(EXCERPT TO READ)
You are viewing a plain text version of this content. The canonical link for it is here.
Posted to dev@spark.apache.org by Cody Koeninger <co...@koeninger.org> on 2014/12/30 21:24:45 UTC

Is there any way to tell if compute is being called from a retry?

It looks like taskContext.attemptId doesn't mean what one thinks it might
mean, based on

http://apache-spark-developers-list.1001551.n3.nabble.com/Get-attempt-number-in-a-closure-td8853.html

and the unresolved

https://issues.apache.org/jira/browse/SPARK-4014



Is there any alternative way to tell if compute is being called from a
retry?  Barring that, does anyone have any tips on how it might be possible
to get the attempt count propagated to executors?

It would be extremely useful for the kafka rdd preferred location awareness.

Re: Is there any way to tell if compute is being called from a retry?

Posted by Josh Rosen <ro...@gmail.com>.
This is timely, since I just ran into this issue myself while trying to
write a test to reproduce a bug related to speculative execution (I wanted
to configure a job so that the first attempt to compute a partition would
run slow so that a second, fast speculative copy would be launched).

(EXTRACTED INFORMATION)
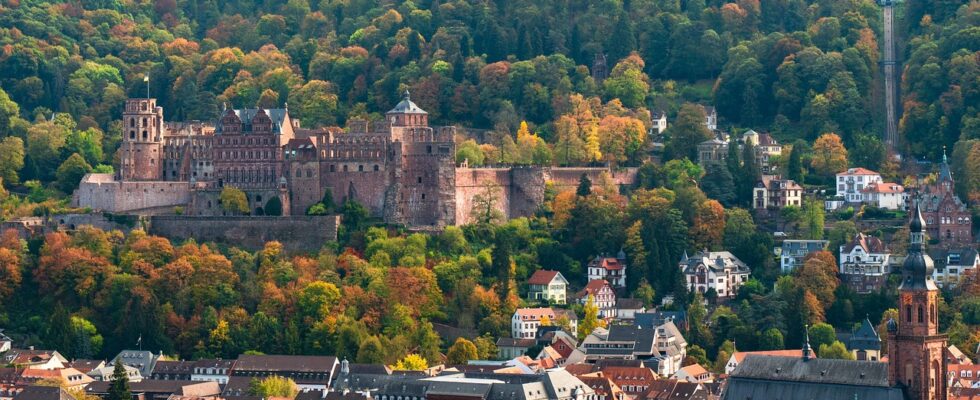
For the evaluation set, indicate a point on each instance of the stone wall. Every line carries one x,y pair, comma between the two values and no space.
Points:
102,192
296,233
519,191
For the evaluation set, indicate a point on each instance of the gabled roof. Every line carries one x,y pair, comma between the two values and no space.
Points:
869,244
544,277
858,171
406,106
865,338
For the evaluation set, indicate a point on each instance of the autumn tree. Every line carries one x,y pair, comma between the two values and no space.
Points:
686,132
233,200
829,155
461,352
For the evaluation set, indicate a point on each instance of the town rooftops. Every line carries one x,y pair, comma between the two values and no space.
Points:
858,171
761,377
883,188
535,314
865,338
607,263
543,277
869,244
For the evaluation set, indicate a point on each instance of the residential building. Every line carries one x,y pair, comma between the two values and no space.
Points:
887,195
526,321
864,263
766,147
105,373
718,271
948,218
774,192
547,287
142,360
710,117
658,122
851,183
602,295
6,343
663,347
31,358
173,370
736,358
509,348
712,151
865,344
953,265
212,370
610,269
627,309
693,373
309,372
793,251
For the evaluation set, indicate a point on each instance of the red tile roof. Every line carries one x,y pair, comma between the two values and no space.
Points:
542,277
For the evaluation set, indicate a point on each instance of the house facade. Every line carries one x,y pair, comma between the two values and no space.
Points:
603,296
851,183
547,287
864,263
526,321
887,195
953,265
774,192
610,269
720,271
792,252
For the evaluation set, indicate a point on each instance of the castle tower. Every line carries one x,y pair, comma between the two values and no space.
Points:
141,152
915,347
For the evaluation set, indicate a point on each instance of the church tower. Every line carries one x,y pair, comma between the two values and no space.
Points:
141,152
915,347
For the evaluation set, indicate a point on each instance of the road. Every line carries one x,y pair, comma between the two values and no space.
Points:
891,115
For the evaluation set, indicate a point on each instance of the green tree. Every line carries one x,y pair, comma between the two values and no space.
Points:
273,386
822,334
772,339
835,350
461,352
119,387
11,159
686,132
371,351
233,200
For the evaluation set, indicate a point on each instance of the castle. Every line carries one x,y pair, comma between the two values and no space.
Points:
401,169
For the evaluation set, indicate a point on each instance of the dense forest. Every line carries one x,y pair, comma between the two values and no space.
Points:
806,71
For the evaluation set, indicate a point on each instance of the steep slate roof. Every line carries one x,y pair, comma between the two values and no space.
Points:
762,377
865,338
278,116
406,106
43,393
870,244
542,277
716,260
278,363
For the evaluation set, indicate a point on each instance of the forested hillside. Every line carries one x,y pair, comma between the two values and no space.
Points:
797,68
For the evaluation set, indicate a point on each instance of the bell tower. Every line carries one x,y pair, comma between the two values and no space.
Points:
915,347
141,152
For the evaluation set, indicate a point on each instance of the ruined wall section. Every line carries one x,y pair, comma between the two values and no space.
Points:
101,192
296,233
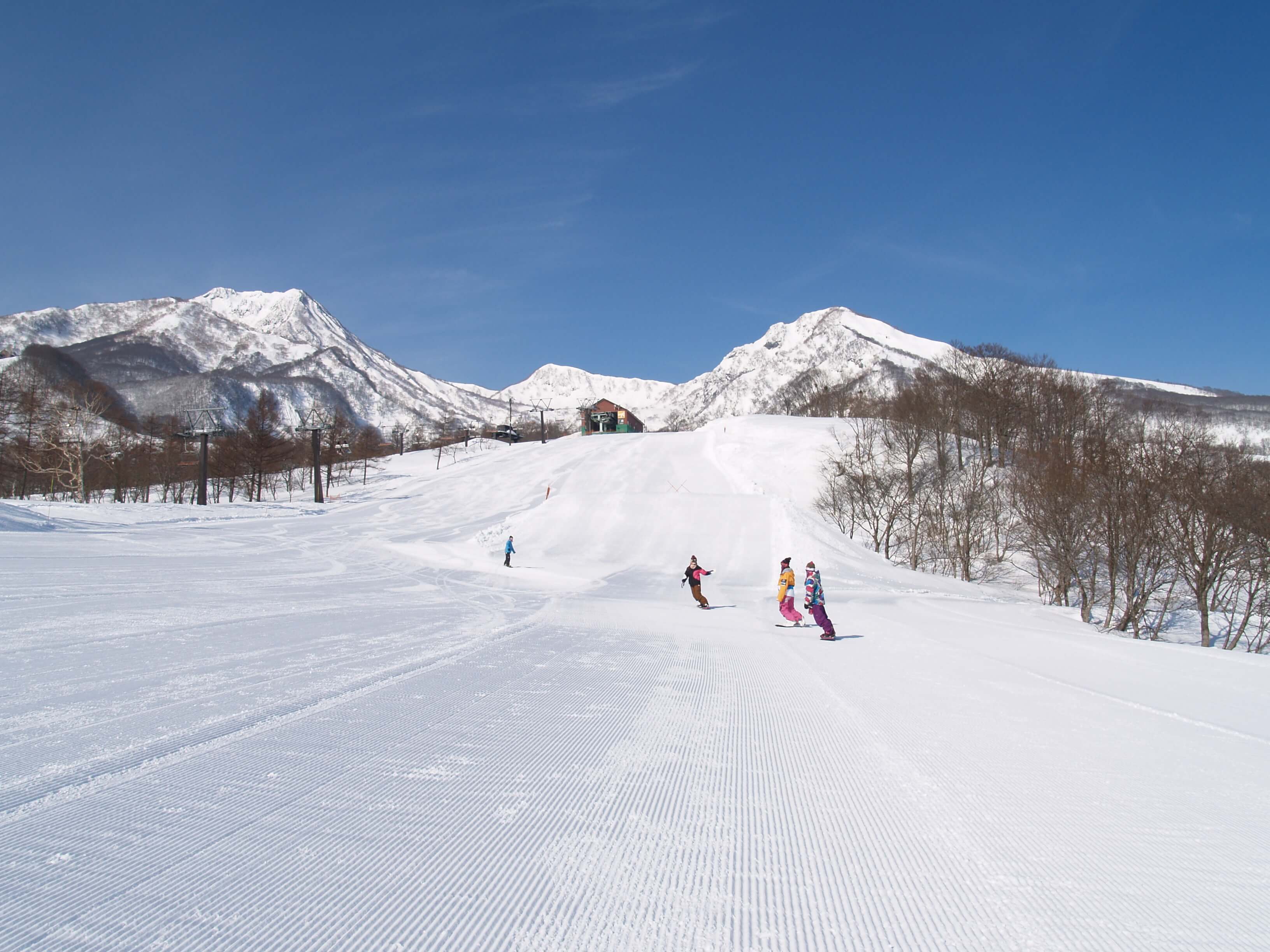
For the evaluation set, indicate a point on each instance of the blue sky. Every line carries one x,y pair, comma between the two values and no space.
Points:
638,186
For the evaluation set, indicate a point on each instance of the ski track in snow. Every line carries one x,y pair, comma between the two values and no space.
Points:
359,732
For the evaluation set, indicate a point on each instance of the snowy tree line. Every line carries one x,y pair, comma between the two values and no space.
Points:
64,436
991,464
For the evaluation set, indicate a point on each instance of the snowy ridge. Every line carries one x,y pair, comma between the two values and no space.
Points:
388,740
225,346
838,343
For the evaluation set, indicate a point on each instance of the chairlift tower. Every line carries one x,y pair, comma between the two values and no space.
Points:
314,422
543,410
585,409
201,422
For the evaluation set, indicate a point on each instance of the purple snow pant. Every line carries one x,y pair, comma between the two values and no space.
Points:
822,619
792,615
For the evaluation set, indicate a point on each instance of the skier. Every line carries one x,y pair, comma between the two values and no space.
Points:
785,595
814,602
693,576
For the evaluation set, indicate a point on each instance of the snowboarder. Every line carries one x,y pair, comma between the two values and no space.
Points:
785,593
693,576
814,602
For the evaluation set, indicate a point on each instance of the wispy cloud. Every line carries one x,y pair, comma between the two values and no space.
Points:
610,93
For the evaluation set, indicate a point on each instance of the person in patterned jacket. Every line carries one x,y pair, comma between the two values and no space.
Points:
813,601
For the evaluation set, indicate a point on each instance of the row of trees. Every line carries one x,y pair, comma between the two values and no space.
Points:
67,439
991,464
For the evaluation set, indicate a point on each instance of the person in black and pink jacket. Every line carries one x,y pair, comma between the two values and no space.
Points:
693,576
813,601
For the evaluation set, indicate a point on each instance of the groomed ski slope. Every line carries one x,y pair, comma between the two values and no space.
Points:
281,728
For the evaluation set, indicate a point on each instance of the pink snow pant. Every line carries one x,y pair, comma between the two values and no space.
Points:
792,615
822,619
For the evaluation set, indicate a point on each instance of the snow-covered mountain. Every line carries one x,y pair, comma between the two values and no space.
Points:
225,346
837,343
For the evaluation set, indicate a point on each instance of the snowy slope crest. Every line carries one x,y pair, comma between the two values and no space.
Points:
568,388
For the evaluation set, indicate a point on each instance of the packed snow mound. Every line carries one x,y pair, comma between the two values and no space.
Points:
17,518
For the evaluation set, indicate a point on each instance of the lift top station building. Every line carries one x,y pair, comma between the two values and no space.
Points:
607,417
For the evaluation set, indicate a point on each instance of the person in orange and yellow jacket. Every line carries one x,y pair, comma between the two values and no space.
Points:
785,595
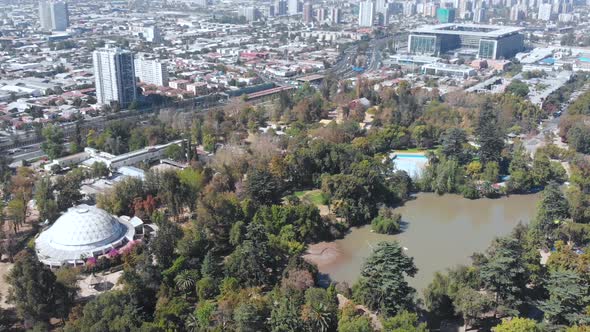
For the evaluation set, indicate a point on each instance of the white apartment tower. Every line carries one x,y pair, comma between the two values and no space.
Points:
114,74
151,71
293,7
545,12
366,13
53,15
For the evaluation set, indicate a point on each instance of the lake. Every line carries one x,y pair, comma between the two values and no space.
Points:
439,232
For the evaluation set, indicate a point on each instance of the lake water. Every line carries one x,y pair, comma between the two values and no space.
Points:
441,232
412,164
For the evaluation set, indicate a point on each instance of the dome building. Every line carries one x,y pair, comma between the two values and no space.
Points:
83,231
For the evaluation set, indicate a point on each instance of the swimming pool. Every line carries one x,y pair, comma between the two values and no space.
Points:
413,164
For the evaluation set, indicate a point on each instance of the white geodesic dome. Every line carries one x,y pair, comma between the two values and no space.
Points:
83,231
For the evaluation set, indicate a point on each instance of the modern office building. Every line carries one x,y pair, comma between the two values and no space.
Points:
114,74
307,12
293,7
545,12
479,15
335,15
53,15
484,41
366,13
149,33
250,13
151,71
445,15
281,7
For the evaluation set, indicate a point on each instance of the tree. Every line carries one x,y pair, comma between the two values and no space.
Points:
553,209
437,298
263,187
382,285
504,274
569,298
45,200
163,245
578,137
319,312
68,188
517,324
174,152
453,141
99,169
471,304
404,322
489,134
54,139
285,317
252,262
518,88
386,222
33,289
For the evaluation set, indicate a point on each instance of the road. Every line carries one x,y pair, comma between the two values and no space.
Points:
551,126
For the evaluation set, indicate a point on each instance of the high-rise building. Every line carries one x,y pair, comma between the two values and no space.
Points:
53,15
516,13
281,7
45,15
545,12
409,8
307,12
489,41
479,15
335,15
322,15
445,15
114,74
293,7
149,33
151,71
250,13
366,13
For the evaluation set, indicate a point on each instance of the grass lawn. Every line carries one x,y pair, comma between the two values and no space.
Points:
413,150
312,196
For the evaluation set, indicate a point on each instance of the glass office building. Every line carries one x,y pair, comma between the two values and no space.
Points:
488,41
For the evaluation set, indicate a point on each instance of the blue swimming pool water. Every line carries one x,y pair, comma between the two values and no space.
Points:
413,164
416,156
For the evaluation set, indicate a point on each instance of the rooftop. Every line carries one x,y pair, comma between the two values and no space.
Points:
480,30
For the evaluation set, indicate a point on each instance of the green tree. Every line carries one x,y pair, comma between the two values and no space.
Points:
45,200
518,88
382,285
163,246
174,152
552,210
453,141
404,322
263,187
569,298
489,134
472,304
517,324
54,139
33,289
504,274
285,317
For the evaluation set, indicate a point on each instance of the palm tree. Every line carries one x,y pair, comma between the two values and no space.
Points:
186,281
317,317
192,323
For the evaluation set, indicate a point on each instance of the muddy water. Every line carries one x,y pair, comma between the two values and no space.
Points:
439,232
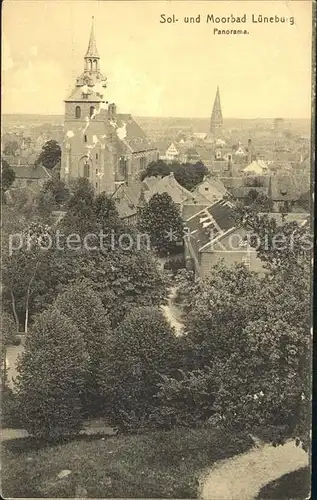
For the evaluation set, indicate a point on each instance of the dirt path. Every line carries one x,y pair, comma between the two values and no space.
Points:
242,477
172,312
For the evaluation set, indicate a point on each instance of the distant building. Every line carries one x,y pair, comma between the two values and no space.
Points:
212,237
129,197
172,153
256,167
216,120
100,144
29,176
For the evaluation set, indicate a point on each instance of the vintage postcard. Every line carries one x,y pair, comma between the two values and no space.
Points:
156,199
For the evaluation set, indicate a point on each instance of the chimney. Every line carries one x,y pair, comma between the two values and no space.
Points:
230,165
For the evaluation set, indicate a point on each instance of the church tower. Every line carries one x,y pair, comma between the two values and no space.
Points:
87,147
216,121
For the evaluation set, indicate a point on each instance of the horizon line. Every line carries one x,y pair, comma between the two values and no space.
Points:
178,117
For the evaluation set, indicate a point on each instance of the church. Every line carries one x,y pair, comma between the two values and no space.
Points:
106,147
216,120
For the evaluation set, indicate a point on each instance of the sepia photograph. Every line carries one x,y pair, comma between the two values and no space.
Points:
157,249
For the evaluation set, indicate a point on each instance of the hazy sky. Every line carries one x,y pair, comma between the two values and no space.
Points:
156,69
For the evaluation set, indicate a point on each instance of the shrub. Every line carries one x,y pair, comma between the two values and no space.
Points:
142,348
84,308
186,400
51,377
9,409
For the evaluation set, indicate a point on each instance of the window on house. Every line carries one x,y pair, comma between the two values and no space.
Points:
77,112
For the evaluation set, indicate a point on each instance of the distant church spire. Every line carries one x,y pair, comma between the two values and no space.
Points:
216,121
92,56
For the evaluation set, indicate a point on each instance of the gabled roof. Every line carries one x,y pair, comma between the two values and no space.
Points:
210,189
256,166
129,196
30,172
92,47
211,224
289,187
135,138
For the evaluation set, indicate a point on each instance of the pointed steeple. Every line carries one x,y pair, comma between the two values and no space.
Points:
216,121
92,47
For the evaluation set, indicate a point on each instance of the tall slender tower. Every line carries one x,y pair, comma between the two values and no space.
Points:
87,151
216,121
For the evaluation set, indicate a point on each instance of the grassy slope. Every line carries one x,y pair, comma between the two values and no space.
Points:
156,465
294,485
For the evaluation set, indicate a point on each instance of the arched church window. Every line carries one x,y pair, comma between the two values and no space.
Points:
86,170
123,168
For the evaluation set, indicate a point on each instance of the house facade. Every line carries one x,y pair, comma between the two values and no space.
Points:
213,237
100,144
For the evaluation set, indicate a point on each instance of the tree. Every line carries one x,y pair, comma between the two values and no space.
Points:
107,216
80,218
84,308
51,377
50,155
57,189
161,220
10,148
141,349
266,387
21,269
189,175
278,243
7,176
257,201
253,332
130,278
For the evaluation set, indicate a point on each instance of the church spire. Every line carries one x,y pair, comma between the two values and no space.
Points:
216,121
92,51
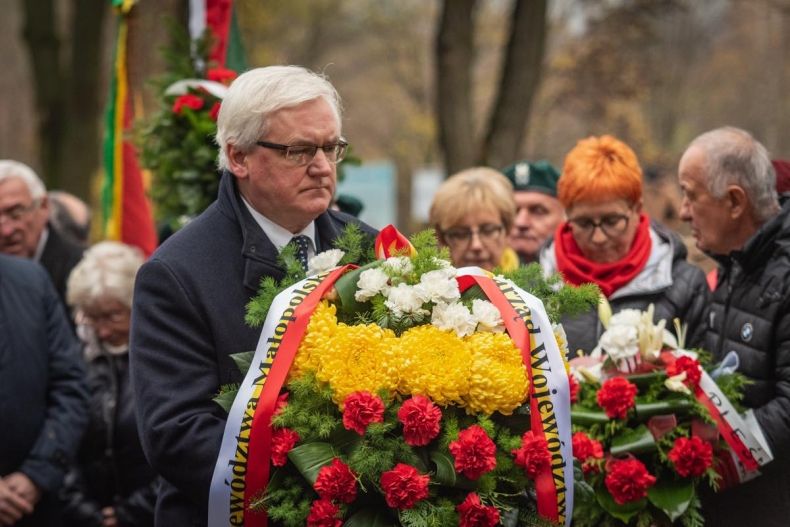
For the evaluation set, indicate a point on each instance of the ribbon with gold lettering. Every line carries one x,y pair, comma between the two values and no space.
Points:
237,481
549,395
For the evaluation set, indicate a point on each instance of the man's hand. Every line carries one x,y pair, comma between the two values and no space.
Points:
13,505
109,519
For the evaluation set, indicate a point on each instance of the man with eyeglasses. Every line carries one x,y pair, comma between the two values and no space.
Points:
24,227
731,203
279,136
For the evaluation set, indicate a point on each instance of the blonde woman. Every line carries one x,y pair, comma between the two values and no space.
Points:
111,483
472,213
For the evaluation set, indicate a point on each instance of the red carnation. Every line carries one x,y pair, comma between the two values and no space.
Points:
688,365
283,440
533,456
336,482
628,480
360,409
616,397
574,387
323,513
187,101
472,513
420,418
474,452
691,456
282,402
222,75
214,112
403,486
587,450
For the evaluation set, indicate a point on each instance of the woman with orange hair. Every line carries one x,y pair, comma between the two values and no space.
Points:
609,241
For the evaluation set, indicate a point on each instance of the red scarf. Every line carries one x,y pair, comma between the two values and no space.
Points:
577,269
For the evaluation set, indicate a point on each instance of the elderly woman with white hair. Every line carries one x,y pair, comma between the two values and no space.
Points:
112,483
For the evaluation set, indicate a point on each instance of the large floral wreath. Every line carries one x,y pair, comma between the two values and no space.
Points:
407,397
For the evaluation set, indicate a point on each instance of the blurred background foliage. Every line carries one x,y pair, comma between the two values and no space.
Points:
655,73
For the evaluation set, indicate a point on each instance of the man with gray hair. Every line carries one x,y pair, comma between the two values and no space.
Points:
279,136
730,200
24,227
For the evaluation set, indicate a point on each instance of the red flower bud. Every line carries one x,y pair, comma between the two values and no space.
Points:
474,452
403,486
336,482
691,456
420,418
360,409
188,100
472,513
616,397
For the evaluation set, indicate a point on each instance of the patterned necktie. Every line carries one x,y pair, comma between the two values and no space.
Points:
302,243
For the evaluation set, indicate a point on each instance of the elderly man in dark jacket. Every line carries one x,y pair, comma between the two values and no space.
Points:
280,137
731,203
43,397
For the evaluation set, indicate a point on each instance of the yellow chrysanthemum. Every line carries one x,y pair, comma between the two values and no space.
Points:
498,380
357,358
322,325
435,363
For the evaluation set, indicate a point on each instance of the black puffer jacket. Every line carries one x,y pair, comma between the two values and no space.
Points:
675,287
111,469
750,315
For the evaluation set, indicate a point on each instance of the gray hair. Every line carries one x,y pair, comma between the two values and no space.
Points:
733,156
256,94
107,270
14,169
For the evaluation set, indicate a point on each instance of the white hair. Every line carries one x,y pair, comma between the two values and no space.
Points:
107,270
256,94
733,156
14,169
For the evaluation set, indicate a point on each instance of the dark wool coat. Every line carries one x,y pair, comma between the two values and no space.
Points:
43,397
675,287
750,314
188,318
111,470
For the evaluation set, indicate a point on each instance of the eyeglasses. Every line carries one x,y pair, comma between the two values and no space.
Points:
462,236
301,155
17,212
612,225
110,318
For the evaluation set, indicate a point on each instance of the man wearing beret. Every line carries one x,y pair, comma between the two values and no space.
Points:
538,211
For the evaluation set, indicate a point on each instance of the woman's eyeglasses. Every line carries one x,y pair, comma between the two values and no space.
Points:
462,236
612,225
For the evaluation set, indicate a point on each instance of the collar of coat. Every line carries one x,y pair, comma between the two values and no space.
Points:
258,252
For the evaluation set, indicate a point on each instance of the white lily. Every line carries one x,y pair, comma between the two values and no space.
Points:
676,384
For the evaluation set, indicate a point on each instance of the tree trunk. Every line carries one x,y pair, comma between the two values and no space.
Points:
44,48
147,37
519,84
67,80
454,54
86,92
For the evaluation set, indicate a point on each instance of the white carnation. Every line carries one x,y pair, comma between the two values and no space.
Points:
371,282
446,266
436,286
676,384
455,317
404,300
488,316
620,342
398,265
626,317
324,261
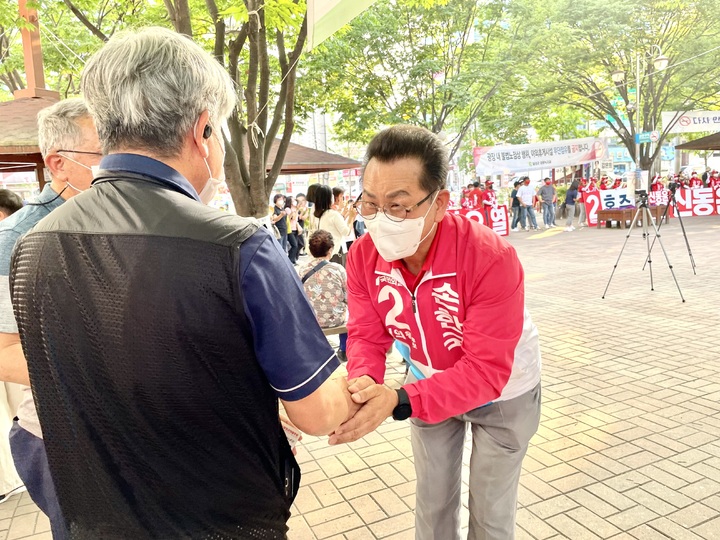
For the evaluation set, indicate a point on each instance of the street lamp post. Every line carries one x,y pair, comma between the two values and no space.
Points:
660,62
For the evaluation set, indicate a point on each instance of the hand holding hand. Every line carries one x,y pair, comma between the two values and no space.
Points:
378,402
293,429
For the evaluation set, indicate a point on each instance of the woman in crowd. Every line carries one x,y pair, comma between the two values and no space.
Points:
293,229
570,198
332,221
279,219
325,285
303,218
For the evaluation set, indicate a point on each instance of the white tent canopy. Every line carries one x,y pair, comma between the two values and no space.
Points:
325,17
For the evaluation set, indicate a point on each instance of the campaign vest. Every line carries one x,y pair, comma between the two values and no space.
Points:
158,419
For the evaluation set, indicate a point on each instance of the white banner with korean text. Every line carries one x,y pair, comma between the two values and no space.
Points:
531,157
691,121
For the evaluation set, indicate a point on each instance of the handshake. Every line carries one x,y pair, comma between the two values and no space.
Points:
369,404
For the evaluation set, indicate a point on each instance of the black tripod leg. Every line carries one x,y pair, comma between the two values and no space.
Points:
682,226
648,217
632,226
664,216
657,235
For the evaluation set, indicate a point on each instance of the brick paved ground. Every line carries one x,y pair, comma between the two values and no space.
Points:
629,443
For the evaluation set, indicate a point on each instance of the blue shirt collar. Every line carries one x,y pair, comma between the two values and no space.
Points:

(TASK SET)
A – In the mailing list thread about detecting Spark retries, what was Josh Rosen trying to write when he ran into the issue?
B – Repeat the part of the Spark retry thread that opens with the words containing "and the unresolved" and closes with "preferred location awareness.".
C – Pick up the mailing list thread about detecting Spark retries after its last sentence and continue writing it.

(RESULTS IN ORDER)
A – A test to reproduce a bug related to speculative execution.

B –
and the unresolved

https://issues.apache.org/jira/browse/SPARK-4014



Is there any alternative way to tell if compute is being called from a
retry?  Barring that, does anyone have any tips on how it might be possible
to get the attempt count propagated to executors?

It would be extremely useful for the kafka rdd preferred location awareness.

C –
I've opened a PR with a proposed fix:
https://github.com/apache/spark/pull/3849



On Tue, Dec 30, 2014 at 12:24 PM, Cody Koeninger <co...@koeninger.org> wrote:

> It looks like taskContext.attemptId doesn't mean what one thinks it might
> mean, based on
>
>
> http://apache-spark-developers-list.1001551.n3.nabble.com/Get-attempt-number-in-a-closure-td8853.html
>
> and the unresolved
>
> https://issues.apache.org/jira/browse/SPARK-4014
>
>
>
> Is there any alternative way to tell if compute is being called from a
> retry?  Barring that, does anyone have any tips on how it might be possible
> to get the attempt count propagated to executors?
>
> It would be extremely useful for the kafka rdd preferred location
> awareness.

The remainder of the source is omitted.